## LISTED RECORDS
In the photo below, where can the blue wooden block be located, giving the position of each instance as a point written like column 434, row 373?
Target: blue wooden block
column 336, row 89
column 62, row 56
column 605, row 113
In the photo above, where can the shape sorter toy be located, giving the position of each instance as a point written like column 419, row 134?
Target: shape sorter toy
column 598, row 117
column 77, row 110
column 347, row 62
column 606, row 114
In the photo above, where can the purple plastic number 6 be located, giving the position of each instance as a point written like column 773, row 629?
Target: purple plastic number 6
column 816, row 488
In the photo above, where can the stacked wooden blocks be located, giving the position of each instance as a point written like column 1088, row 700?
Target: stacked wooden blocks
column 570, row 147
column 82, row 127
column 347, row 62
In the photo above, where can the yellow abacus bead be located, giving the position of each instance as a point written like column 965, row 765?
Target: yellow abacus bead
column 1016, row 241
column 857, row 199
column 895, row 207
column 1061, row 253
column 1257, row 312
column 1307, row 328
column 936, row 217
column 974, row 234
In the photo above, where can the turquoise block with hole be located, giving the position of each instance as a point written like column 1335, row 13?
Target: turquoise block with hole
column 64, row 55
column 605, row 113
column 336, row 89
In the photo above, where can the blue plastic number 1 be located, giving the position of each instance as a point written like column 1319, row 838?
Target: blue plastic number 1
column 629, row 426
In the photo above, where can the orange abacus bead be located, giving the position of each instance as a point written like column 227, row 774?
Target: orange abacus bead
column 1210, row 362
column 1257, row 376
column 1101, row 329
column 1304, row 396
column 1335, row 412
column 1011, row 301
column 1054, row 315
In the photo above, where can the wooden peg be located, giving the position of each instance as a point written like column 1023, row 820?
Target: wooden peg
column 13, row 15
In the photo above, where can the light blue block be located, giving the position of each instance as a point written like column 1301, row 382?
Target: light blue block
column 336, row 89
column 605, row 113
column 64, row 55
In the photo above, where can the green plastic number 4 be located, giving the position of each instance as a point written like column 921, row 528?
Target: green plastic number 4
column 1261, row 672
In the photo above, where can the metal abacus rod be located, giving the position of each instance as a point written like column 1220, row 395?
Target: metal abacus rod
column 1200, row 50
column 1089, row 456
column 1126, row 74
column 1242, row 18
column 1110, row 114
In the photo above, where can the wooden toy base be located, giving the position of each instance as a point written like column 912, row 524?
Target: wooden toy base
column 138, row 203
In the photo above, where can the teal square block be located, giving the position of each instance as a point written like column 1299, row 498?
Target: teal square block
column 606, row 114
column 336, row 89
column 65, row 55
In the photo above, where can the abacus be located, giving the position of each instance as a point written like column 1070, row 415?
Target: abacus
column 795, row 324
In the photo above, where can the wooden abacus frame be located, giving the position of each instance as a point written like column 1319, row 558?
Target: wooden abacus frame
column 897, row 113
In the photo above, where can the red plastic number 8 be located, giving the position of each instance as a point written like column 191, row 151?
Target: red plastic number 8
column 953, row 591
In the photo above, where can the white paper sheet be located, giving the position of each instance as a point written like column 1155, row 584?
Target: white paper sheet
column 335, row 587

...

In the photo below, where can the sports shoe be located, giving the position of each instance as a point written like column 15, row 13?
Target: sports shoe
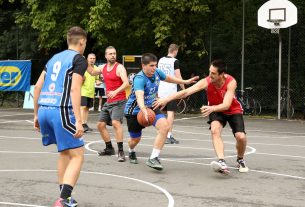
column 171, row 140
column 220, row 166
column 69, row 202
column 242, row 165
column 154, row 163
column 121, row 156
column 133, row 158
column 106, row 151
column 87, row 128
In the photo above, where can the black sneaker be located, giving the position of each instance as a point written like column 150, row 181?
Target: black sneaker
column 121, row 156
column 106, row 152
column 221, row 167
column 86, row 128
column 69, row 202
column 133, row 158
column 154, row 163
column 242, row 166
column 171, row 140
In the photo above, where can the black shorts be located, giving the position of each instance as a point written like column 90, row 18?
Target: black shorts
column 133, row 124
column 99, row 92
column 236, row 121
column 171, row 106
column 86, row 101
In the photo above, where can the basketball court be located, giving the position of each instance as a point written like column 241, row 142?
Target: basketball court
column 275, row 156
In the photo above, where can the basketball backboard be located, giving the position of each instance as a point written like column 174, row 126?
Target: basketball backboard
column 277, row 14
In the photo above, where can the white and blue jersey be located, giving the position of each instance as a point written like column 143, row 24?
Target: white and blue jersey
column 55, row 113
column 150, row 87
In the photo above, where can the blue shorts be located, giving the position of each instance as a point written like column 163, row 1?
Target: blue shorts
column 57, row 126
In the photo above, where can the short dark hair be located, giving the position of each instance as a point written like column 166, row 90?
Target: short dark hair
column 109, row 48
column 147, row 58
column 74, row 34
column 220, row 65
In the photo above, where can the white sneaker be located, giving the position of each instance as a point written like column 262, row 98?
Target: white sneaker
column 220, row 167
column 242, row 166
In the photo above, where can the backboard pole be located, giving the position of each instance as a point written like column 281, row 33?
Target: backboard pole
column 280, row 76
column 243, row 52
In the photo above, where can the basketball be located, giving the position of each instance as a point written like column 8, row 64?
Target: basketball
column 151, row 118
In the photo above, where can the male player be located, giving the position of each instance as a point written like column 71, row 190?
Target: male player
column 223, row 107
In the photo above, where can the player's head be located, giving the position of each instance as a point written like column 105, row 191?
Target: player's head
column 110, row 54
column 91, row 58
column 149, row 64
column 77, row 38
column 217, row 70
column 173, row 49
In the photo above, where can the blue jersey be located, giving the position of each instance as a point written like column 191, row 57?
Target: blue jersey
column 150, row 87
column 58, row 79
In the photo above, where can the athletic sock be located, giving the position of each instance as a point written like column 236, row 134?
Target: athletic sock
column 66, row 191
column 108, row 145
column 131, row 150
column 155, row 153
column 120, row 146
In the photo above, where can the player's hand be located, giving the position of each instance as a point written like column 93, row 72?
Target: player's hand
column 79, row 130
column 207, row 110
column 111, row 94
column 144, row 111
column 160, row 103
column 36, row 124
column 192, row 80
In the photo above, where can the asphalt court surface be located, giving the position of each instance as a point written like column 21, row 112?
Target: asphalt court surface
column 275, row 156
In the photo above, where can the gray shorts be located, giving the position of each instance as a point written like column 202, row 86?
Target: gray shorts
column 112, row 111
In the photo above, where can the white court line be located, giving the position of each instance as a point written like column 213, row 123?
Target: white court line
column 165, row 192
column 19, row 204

## WORK TO COMPLETE
Where the string "below" shows up in the listing above, copy the line that holds it.

## RESULT
In the photo below, where can the blue wooden block be located, giving the position of each instance as a point written like column 434, row 373?
In the photo below, where can the sports shoe be located, giving the position of each instance as a point written like column 15, row 13?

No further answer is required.